[Stored data entries]
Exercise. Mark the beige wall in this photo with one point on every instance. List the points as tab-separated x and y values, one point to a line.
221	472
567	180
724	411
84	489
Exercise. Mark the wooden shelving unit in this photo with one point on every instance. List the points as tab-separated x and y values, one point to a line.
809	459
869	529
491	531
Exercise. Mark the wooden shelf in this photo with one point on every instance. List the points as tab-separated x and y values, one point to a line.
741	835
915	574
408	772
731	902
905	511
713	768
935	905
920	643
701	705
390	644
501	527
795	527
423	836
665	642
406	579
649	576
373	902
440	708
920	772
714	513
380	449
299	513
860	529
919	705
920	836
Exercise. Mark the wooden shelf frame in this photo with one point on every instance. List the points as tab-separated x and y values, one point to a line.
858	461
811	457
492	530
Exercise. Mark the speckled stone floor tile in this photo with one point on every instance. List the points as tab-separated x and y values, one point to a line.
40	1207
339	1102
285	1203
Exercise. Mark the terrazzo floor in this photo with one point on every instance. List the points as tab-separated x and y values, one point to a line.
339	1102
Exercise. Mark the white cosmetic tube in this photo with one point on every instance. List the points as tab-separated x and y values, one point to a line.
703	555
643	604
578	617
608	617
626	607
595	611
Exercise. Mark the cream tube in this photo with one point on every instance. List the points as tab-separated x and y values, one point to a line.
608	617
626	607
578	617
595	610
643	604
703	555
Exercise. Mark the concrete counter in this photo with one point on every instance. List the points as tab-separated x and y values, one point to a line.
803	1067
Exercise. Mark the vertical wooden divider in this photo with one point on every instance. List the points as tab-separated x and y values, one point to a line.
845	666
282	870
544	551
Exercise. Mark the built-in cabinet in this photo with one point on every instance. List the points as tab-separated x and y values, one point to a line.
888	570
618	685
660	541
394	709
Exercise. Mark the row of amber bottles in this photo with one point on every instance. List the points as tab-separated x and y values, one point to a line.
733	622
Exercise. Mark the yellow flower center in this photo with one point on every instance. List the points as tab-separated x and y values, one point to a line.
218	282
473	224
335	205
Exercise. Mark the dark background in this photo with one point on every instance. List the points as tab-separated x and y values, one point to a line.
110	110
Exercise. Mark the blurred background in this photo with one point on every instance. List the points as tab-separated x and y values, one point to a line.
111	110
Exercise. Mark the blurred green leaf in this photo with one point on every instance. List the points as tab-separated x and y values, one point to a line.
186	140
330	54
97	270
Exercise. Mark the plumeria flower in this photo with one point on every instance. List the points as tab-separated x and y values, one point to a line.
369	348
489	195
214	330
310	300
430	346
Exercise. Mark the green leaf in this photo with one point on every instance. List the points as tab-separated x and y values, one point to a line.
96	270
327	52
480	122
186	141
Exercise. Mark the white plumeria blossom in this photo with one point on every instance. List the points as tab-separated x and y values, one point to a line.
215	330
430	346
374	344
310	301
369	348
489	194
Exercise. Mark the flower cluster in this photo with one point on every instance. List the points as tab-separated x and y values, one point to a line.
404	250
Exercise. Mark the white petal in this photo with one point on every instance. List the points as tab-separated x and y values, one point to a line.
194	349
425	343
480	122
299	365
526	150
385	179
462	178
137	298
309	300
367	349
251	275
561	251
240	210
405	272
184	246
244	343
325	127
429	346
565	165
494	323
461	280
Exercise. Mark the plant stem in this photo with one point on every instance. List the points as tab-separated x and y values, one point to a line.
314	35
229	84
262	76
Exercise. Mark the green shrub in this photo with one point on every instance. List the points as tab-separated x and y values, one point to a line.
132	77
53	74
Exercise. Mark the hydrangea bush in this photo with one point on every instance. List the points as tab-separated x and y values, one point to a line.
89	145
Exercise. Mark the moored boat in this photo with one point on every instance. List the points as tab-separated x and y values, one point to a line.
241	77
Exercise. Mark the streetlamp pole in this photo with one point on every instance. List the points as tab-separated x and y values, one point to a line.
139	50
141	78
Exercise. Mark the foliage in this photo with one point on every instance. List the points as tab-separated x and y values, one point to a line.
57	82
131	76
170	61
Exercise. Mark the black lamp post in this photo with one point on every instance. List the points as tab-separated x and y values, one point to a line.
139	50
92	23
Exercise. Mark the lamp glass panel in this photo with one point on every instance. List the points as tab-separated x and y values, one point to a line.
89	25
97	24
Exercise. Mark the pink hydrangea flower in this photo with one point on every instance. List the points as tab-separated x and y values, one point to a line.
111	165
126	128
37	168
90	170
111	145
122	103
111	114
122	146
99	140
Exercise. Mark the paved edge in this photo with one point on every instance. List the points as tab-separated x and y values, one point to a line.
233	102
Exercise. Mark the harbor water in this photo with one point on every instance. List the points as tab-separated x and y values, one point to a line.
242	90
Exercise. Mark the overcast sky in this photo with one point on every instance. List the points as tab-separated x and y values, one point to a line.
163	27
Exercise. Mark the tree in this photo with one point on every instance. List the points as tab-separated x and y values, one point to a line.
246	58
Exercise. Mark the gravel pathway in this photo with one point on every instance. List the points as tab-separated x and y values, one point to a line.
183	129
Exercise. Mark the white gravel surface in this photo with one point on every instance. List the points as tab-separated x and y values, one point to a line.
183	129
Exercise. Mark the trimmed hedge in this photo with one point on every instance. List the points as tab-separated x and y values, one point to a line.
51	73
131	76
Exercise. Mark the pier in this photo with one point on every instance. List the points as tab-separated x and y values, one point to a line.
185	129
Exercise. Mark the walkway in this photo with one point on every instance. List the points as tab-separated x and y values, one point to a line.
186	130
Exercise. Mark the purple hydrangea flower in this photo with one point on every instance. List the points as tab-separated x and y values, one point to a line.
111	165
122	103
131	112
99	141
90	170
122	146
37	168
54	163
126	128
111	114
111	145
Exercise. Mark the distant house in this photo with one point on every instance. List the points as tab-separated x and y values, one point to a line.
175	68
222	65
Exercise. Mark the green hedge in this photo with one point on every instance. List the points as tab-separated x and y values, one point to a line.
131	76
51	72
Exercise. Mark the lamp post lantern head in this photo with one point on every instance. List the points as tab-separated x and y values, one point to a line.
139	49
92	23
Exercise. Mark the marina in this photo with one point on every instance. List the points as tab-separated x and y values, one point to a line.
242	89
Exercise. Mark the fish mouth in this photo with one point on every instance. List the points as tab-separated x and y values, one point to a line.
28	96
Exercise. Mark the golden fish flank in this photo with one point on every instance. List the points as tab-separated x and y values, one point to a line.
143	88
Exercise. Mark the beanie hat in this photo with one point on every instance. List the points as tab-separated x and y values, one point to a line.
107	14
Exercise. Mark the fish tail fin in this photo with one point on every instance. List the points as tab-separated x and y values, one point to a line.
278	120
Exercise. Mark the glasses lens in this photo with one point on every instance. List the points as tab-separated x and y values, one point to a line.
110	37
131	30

WORK REQUEST
Each line above must be retyped exactly in the response.

THE ANSWER
Exercise. Mark the beige wall in this photo with one point on every instance. List the points as tab-separated x and y values, one point to a line.
221	472
567	180
724	411
84	489
Exercise. Mark the wooden shelving unit in this photo with one point on every instance. List the points as tab-separated x and y values, one point to a line.
809	459
869	529
491	531
Exercise. Mark the wooden shelf in this photo with one point on every instance. List the points as tab-separated x and y values, one point to a line.
741	835
915	574
408	772
731	902
905	511
713	768
935	905
920	643
701	705
390	644
501	527
795	527
423	836
665	642
406	579
649	576
373	902
440	708
920	772
714	513
380	449
299	513
860	529
919	705
920	836
Exercise. Mark the wooden shelf frame in this photo with one point on every instance. List the points as tab-separated x and y values, one point to a line.
858	461
811	457
492	530
Exercise. Mark the speckled stone floor tile in this photo with one point on every instance. List the points as tab-separated x and y values, one point to a line.
40	1207
339	1102
285	1203
Exercise. Mark the terrazzo floor in this photo with one point on every instance. List the points as tab-separated x and y values, one point to a line.
339	1102
Exercise. Mark the white cosmetic tube in this photo with one point on every instance. List the points as tab-separated x and y values, one point to a line.
703	555
643	604
578	617
608	617
626	607
595	611
Exercise. Mark the cream tube in this photo with one point on every instance. List the points as tab-separated x and y values, one point to a line.
608	617
626	607
578	617
595	610
643	604
703	555
Exercise. Mark the concrete counter in this photo with one point on every instance. List the points as tab-separated x and y values, one point to a line.
803	1067
Exercise. Mark the vertical wooden divider in this photo with one point on every instance. List the points as tab-separated x and y values, one point to a line.
845	666
282	870
544	551
Exercise. Mark the built-in cabinet in this photo with one point on every instance. List the points as tab-separated x and y values, one point to a line.
888	570
618	685
660	541
394	709
Exercise. Mark the row of amber bottles in this photo with one point on every instance. List the points as tab-separated x and y values, one point to a line.
733	622
Exercise. Mark the yellow flower center in this photo with one point on every instance. List the points as tab-separated x and y values, one point to a line.
218	282
473	224
335	205
Exercise. Mark the dark background in this photo with one point on every instance. List the points as tab-separated x and y values, one point to a line.
110	110
Exercise. Mark the blurred background in this photo with one point on every instance. List the points as tab-separated x and y values, one point to a line.
111	110
Exercise. Mark the blurred green leaf in this photo with one point on every instance. List the points as tab-separated x and y values, one point to a line.
186	140
330	54
97	270
Exercise. Mark the plumeria flower in this photo with one point on every instance. List the points as tab-separated x and y values, one point to a line.
369	348
489	195
214	330
310	300
430	346
Exercise. Mark the green leaf in this photo with one point on every instance. List the points as tab-separated x and y values, one point to a line.
96	270
327	52
480	122
186	141
Exercise. Mark the white plumeria blossom in this photo with one point on every instance. List the points as tab-separated x and y values, one point to a line.
215	330
430	346
374	344
310	301
369	348
489	194
Exercise. Mark the flower cluster in this photo with one point on every instance. List the points as tab-separated x and y values, one point to a line.
404	250
Exercise. Mark the white petal in this photo with one point on every instance. List the points as tab-separated x and y values, one point to a line.
194	349
425	343
480	122
299	365
526	150
385	179
462	178
137	298
309	300
367	349
251	275
561	251
240	210
405	272
184	246
244	343
325	127
429	346
565	165
494	323
461	280
Exercise. Mark the plant stem in this photo with one point on every instance. List the points as tab-separated x and y values, one point to a line.
314	35
229	84
262	76
Exercise. Mark the green shrub in this photo with one point on every instance. List the points as tab-separated x and y values, one point to a line.
132	77
53	74
Exercise. Mark the hydrangea bush in this photo with one point on every instance. List the points as tab-separated x and y values, one point to a line.
89	145
Exercise. Mark the moored boat in this photo with one point on every instance. List the points as tab-separated x and y values, one point to a line.
241	77
Exercise. Mark the streetlamp pole in this photo with one point on every instance. List the points as tab-separated x and y values, one point to a line.
139	50
141	78
Exercise. Mark the foliage in this photo with one point on every instance. List the points as tab-separated x and y values, one point to a line.
57	82
131	76
170	61
Exercise. Mark the black lamp post in this photo with one point on every instance. List the points as tab-separated x and y values, one point to a line.
139	50
92	23
Exercise. Mark the lamp glass panel in this photo with one point on every instance. List the points as tab-separated x and y values, one point to a line.
89	25
97	24
Exercise. Mark the pink hydrangea flower in this photo with one point on every instance. List the points as tab-separated x and y values, one point to a line.
111	165
126	128
37	168
90	170
111	145
122	103
111	114
122	146
99	140
Exercise. Mark the paved edge in this photo with one point on every instance. List the points as tab-separated x and y values, one point to a line.
233	102
Exercise. Mark the harbor water in this photo with one point on every instance. List the points as tab-separated x and y values, one point to a line.
242	90
Exercise. Mark the overcast sky in this photo with one point on every instance. List the points as tab-separated x and y values, one point to a line.
163	27
Exercise. Mark the tree in this photo with one point on every instance. List the points as tab-separated x and y values, one point to a line.
246	58
Exercise. Mark the gravel pathway in this photo with one point on every instance. List the points as tab-separated x and y values, one point to a line.
183	129
Exercise. Mark the white gravel surface in this photo with one point on every instance. List the points as tab-separated x and y values, one point to a line.
183	129
Exercise. Mark the trimmed hedge in this photo with one point on every instance. List the points as tab-separated x and y values, one point to a line.
51	73
131	76
Exercise. Mark the pier in this photo with one point on every instance. List the points as tab-separated x and y values, one point to a line.
185	129
Exercise. Mark the walkway in this photo with one point on every instance. List the points as tab-separated x and y values, one point to a line.
186	130
Exercise. Mark the purple hydrangea flower in this photo with one point on every instance. List the points as tab-separated x and y values, one point to a line.
111	165
122	103
131	112
99	141
90	170
122	146
37	168
54	163
126	128
111	114
111	145
Exercise. Mark the distant house in this photo with one point on every instance. List the points as tab-separated x and y values, one point to a line.
175	68
222	65
Exercise. Mark the green hedge in this photo with one point on every instance. List the points as tab-separated x and y values, one point to a line.
131	76
51	72
Exercise. Mark the lamp post lantern head in this photo with one point on every instance. List the points as tab-separated x and y values, one point to a line.
139	49
92	23
Exercise. Mark the marina in this photo with one point on every instance. List the points as tab-separated x and y values, one point to a line.
242	89
Exercise. Mark the fish mouth in this photo with one point on every instance. List the points as tab-separated x and y values, one point to a line.
28	96
Exercise. Mark the golden fish flank in this photo with one point on every instance. List the points as tab-separated x and y values, one point to a line.
143	88
Exercise. Mark the beanie hat in this photo with one point on every instance. List the points as tab-separated x and y values, one point to a line.
107	14
Exercise. Mark the fish tail fin in this photo with one point on every instance. List the points as tab-separated x and y values, one point to a line.
278	120
Exercise. Mark the glasses lens in this photo with one point on every instance. List the points as tab-separated x and y values, one point to a line.
110	37
131	30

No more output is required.